## AIM OF THE TASK
Only one portion of the data is to be written out: from the line bearing "Query: rough textured wall surface" through the line bearing "Expected behaviour: for each instance of the green". Write it exactly as it appears.

:: MATERIAL PROVIDED ::

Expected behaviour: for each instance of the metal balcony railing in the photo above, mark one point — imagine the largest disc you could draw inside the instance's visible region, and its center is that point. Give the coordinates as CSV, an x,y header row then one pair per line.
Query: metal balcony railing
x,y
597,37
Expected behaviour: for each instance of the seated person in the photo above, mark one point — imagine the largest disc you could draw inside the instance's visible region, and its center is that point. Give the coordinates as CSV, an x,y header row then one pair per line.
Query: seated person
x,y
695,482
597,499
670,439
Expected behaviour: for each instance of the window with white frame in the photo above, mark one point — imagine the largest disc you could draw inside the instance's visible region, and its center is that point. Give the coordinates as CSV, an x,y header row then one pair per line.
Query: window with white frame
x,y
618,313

:::
:: MATERIAL PROVIDED ::

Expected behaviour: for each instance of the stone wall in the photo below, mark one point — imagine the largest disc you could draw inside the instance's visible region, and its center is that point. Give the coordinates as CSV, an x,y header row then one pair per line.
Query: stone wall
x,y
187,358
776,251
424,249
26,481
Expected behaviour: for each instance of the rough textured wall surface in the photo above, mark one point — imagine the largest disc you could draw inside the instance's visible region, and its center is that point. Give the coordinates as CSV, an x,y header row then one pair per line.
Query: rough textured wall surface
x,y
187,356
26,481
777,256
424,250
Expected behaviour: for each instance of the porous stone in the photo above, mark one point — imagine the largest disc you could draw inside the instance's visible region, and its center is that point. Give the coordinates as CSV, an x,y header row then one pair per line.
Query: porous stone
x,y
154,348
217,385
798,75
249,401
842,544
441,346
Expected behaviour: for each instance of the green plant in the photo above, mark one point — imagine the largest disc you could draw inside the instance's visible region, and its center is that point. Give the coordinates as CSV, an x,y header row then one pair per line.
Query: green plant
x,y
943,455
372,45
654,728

:::

## THE COMPLETED TASK
Query: rough textured wall surface
x,y
187,356
26,481
777,256
424,250
Expected behaviour: for each instance of the porous stone in the photo above, mark one point — imagine the largest disc you could draw inside the instance's visible region, and its center is that point. Give the coordinates as CSV, an x,y header row then one pair per line.
Query: porous stone
x,y
154,348
217,385
798,75
249,401
842,544
441,346
Expected behaviour: for each instance of the green plant in the photo above, mark one point — imagine the largest disc you could draw inside the instance's visible region, and its center is that point. Give the coordinates as CSV, an x,y header row then one pair per line.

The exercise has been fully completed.